**** VORLIEGENDER AUSZUG ****
Wir ballern also buchstäblich in die Nacht hinein – eine große Hilfe bei Dunkelheit hoch am Wind zu steuern ist die kleine Funzel unter dem Windex, die ihn beleuchtet – so kann man prima, genau wie am Tag, erkennen, wo der Wind herkommt – und das ist und bleibt – von vorne.

 Die Nacht wird lang, die Selbststeuerung ist auch etwas überfordert und kann nur kurz eingesetzt werden.
 
Viel Verkehr, aber ich sehe davon fast Keinen.
Vitamine - gegen Skorbut auf langen Seereisen.

Aber der tolle Sternenhimmel entschädigt für Einiges und der Schiffsverkehr ist auch nicht schlimm, obwohl es auf dem AIS-Bild, das mir mein Ipad in die Seekarte liefert wie auf dem Münchener Stachus aussieht – viel Verkehr – aber keiner kommt näher als 4 Meilen heran.
****
▸ **ZU BEARBEITEN**:
1) Welche Gegenstände der Bordausrüstung nennt der Auszug über die nächtliche Segelfahrt?
2) Kannst du den Auszug über die nächtliche Segelfahrt nach seinem letzten Satz fortsetzen?
Das Material spielt hierfür keine Rolle.
**** DAS MATERIAL ****
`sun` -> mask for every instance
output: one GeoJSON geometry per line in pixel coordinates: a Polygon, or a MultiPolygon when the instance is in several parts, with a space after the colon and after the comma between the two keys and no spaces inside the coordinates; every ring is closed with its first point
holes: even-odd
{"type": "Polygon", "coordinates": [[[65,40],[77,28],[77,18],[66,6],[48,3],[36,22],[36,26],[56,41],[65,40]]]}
****
▸ **DIE ANTWORTEN**:
1)
- der Windex
- die kleine Funzel unter dem Windex
- die Selbststeuerung
- das Ipad
- die Seekarte

2)
Manche Beleuchtungen verwirren mich allerdings etwas, so zum Beispiel die blinkende rote Lampe auf einem Schiff (ohne AIS) in meiner Nähe.





Ich frage mich, ob er mir vielleicht etwas mitteilen will – über Funk kommt nichts – ob ich vielleicht auf eine Fischernetz zufahre oder so, keine Ahnung.
Ich fahre einen Bogen, das Blinklicht bleibt in der Nähe – Grund um nervös zu werden.
Irgendwann dreht er dann ab oder gibt Gas, jedenfalls verschwindet er am Horizont in der Dunkelheit, immer noch blinkend.




Es war wohl eine spezielle Ausfertigung seines Backbordlichtes (rot),  denn in der Ferne sehe ich, dass die grüne Seite auf blinkt – Sachen gibt’s.
 
 
Mallorcas Küste
Gegen 6:00 Uhr dämmert es dann vorsichtig und  gegen 7:00 Uhr geht die Sonne auf und beleuchtet die felsige Nordwestküste von Mallorca, einziger Hafen dort ist Soler – der wäre etwas näher als Andratx und ich könnte abfallen – aber neee, ich ziehe das jetzt durch.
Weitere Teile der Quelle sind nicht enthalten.